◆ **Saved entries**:
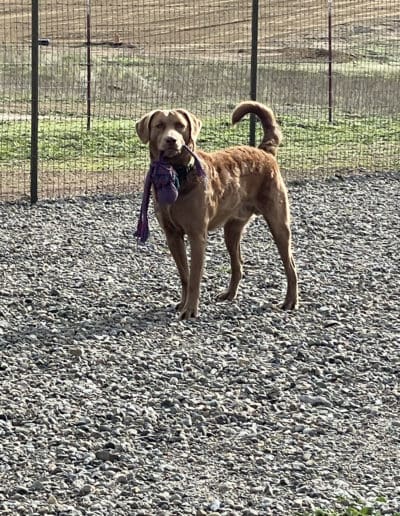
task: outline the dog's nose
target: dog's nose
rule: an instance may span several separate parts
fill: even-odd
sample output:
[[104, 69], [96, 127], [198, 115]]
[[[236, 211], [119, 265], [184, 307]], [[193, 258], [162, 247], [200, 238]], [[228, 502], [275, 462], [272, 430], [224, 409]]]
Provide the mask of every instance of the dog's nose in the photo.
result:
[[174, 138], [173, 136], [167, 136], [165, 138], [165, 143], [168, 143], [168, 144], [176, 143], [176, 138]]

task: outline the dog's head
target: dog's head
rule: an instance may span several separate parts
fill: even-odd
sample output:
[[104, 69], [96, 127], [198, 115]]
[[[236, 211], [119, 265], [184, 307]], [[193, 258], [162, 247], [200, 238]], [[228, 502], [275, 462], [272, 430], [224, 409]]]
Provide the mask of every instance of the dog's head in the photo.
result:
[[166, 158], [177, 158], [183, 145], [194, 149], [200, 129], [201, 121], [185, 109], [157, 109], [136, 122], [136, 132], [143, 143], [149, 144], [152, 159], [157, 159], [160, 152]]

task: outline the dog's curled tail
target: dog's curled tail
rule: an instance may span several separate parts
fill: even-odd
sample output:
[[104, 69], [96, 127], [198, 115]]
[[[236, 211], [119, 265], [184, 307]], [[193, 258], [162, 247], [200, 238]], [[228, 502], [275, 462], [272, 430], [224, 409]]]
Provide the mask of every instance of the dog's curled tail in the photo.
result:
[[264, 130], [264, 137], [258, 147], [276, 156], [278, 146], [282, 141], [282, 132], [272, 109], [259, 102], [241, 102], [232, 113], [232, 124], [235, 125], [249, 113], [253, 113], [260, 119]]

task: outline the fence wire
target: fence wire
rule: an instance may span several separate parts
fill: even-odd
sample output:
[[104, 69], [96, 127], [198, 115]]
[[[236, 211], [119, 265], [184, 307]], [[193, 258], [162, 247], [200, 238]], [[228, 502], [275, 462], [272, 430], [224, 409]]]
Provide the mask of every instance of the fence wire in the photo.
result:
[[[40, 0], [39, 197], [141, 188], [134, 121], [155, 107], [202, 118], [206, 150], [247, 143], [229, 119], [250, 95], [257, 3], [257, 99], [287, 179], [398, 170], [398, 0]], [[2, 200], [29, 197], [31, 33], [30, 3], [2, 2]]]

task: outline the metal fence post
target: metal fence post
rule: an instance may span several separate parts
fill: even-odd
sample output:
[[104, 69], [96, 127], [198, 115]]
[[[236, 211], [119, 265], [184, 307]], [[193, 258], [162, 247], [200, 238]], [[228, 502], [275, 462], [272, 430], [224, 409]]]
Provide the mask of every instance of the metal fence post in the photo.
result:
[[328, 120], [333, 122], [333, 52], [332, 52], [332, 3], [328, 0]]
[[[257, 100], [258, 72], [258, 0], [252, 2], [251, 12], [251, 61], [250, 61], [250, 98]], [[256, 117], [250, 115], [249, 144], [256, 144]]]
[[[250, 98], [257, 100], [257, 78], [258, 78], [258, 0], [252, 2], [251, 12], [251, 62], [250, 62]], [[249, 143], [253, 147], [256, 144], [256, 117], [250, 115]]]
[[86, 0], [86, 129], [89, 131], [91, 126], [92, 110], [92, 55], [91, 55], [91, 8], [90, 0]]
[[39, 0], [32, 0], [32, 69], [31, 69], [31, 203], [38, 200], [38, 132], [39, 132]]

◆ **Problem to solve**: Retype each record exactly as it stands, but do not include the pictures.

◆ **Exercise answer**:
task: outline the dog's nose
target: dog's nose
rule: an instance may span several separate parts
fill: even-odd
sample output:
[[104, 69], [96, 127], [198, 115]]
[[[236, 211], [119, 265], [184, 307]], [[193, 258], [162, 247], [200, 238]], [[228, 502], [275, 462], [272, 430], [224, 409]]]
Provide the mask of every instance of the dog's nose in the photo.
result:
[[174, 138], [173, 136], [167, 136], [165, 138], [165, 143], [168, 143], [168, 144], [176, 143], [176, 138]]

task: outline the dog's head
target: dog's head
rule: an instance may span several separate parts
fill: even-odd
sample output:
[[104, 69], [96, 127], [198, 115]]
[[[236, 211], [119, 265], [184, 307]], [[193, 258], [162, 247], [200, 238]], [[228, 502], [275, 462], [272, 430], [224, 409]]]
Provide the mask of every instance of the dog's head in the photo.
result:
[[166, 158], [177, 158], [183, 145], [194, 149], [200, 129], [201, 121], [185, 109], [157, 109], [136, 122], [136, 132], [143, 143], [149, 144], [152, 159], [157, 159], [160, 152]]

task: outline the dog's curled tail
target: dog's curled tail
rule: an instance may span several separate parts
fill: even-odd
sample output:
[[104, 69], [96, 127], [198, 115]]
[[[236, 211], [119, 265], [184, 307]], [[193, 258], [162, 247], [200, 238]], [[228, 502], [275, 462], [272, 430], [224, 409]]]
Provide the mask of every instance of the dog's curled tail in the photo.
result:
[[264, 130], [264, 137], [258, 147], [276, 156], [278, 146], [282, 141], [282, 132], [272, 109], [259, 102], [241, 102], [232, 113], [232, 124], [235, 125], [249, 113], [253, 113], [260, 119]]

task: outline the fence wire
target: fence wire
rule: an instance may span several separate parts
fill: even-odd
sample output:
[[104, 69], [96, 127], [198, 115]]
[[[236, 211], [119, 265], [184, 307]], [[193, 258], [162, 247], [200, 238]], [[228, 502], [275, 462], [272, 430], [224, 409]]]
Provide the mask of every instance of the fence wire in the photo.
result:
[[[40, 0], [39, 197], [141, 188], [134, 121], [155, 107], [202, 118], [206, 150], [247, 143], [229, 119], [250, 95], [257, 3], [257, 99], [287, 179], [398, 170], [398, 0]], [[2, 200], [29, 197], [31, 33], [30, 3], [2, 2]]]

task: outline the metal fence post
target: metal fence post
rule: an instance may span several separate parts
fill: even-odd
sample output:
[[104, 69], [96, 127], [198, 115]]
[[[236, 211], [119, 265], [184, 307]], [[193, 258], [162, 247], [200, 238]], [[228, 502], [275, 462], [272, 430], [224, 409]]]
Provide the mask of every instance of the metal fence post in the photo.
result:
[[328, 120], [333, 122], [333, 52], [332, 52], [332, 3], [328, 0]]
[[[257, 100], [258, 72], [258, 0], [252, 2], [251, 12], [251, 61], [250, 61], [250, 98]], [[256, 117], [250, 115], [249, 144], [256, 144]]]
[[[250, 98], [257, 100], [257, 78], [258, 78], [258, 0], [252, 2], [251, 12], [251, 62], [250, 62]], [[249, 143], [253, 147], [256, 144], [256, 117], [250, 115]]]
[[86, 0], [86, 129], [89, 131], [91, 126], [92, 110], [92, 55], [91, 55], [91, 8], [90, 0]]
[[39, 0], [32, 0], [32, 69], [31, 69], [31, 203], [38, 200], [38, 132], [39, 132]]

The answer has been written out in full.